>>

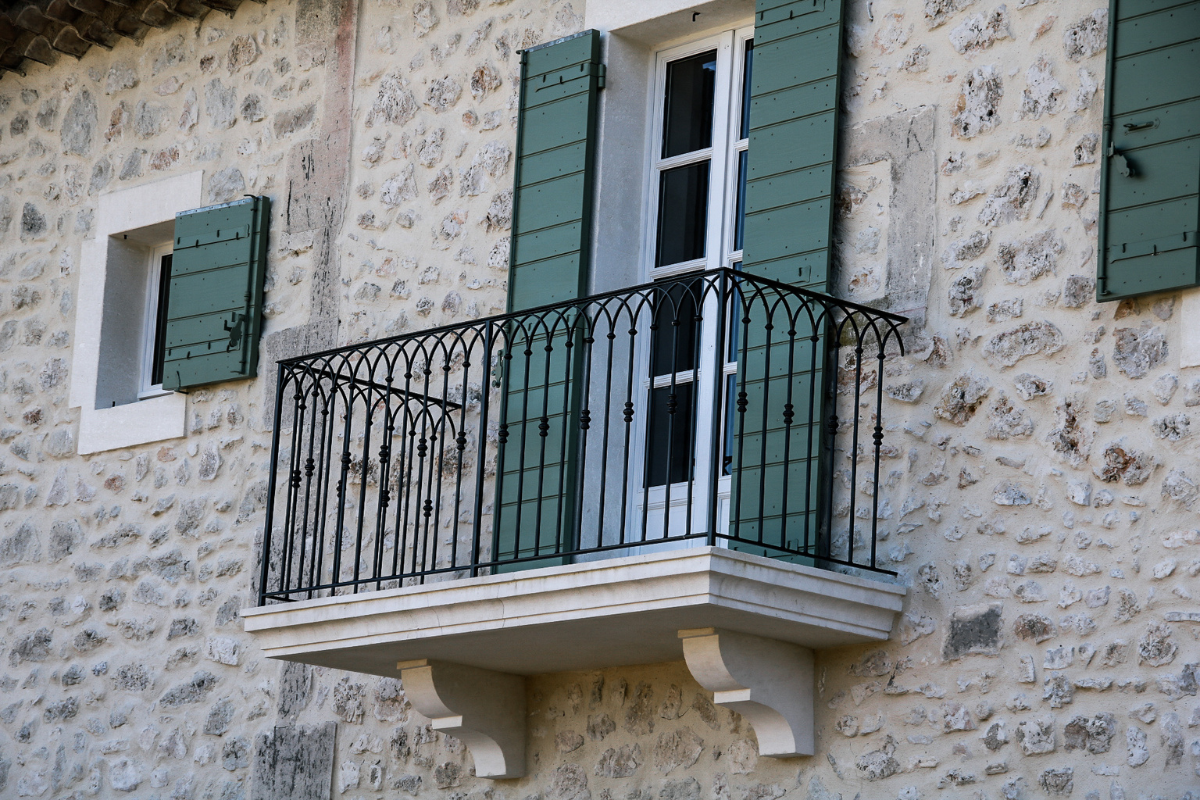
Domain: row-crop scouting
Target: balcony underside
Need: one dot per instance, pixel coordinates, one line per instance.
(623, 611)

<<
>>

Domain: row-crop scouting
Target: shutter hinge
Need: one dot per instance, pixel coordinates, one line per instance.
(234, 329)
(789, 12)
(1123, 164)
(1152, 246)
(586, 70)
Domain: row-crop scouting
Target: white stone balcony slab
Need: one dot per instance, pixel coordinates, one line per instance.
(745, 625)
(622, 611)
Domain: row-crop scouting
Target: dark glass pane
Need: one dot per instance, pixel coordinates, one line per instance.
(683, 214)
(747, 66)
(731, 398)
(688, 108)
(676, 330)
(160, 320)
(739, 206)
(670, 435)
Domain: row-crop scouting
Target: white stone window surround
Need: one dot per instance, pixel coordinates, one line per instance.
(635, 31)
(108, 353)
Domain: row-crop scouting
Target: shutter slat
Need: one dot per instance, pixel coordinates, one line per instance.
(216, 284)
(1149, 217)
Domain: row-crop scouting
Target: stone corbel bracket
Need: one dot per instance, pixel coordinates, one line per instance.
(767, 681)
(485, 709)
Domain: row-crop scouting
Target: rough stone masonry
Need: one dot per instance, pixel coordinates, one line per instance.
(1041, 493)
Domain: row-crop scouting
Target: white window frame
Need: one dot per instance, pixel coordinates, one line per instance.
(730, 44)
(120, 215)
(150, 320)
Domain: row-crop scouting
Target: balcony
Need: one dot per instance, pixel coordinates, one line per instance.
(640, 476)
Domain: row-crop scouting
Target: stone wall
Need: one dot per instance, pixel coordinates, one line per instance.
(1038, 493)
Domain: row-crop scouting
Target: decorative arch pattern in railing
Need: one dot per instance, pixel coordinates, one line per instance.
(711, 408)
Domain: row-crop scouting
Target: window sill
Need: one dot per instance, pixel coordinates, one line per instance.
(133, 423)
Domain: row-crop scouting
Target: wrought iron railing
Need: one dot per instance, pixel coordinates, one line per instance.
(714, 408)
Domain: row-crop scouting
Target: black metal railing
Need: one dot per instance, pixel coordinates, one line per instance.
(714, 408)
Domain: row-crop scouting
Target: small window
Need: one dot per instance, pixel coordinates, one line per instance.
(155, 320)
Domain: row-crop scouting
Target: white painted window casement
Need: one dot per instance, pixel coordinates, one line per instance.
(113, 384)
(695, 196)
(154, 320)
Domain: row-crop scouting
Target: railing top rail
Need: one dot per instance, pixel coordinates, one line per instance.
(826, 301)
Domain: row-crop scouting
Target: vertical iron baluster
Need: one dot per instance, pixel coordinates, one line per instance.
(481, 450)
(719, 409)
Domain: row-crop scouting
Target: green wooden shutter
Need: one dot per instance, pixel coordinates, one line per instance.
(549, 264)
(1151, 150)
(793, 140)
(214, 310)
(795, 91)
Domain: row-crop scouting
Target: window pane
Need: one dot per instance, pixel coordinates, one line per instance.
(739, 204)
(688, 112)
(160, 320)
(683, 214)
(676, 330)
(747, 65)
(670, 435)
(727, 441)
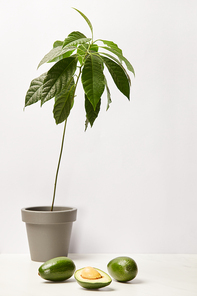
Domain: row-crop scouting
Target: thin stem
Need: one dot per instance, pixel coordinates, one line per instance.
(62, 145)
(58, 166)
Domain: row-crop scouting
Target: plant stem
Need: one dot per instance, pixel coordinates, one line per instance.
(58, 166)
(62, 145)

<<

[What you will do]
Find every line in the entries that contains the word "iron", matching case exactly, and copy each of those lines in full.

[Response for this exercise]
Target: wrought iron railing
Target: vertical iron baluster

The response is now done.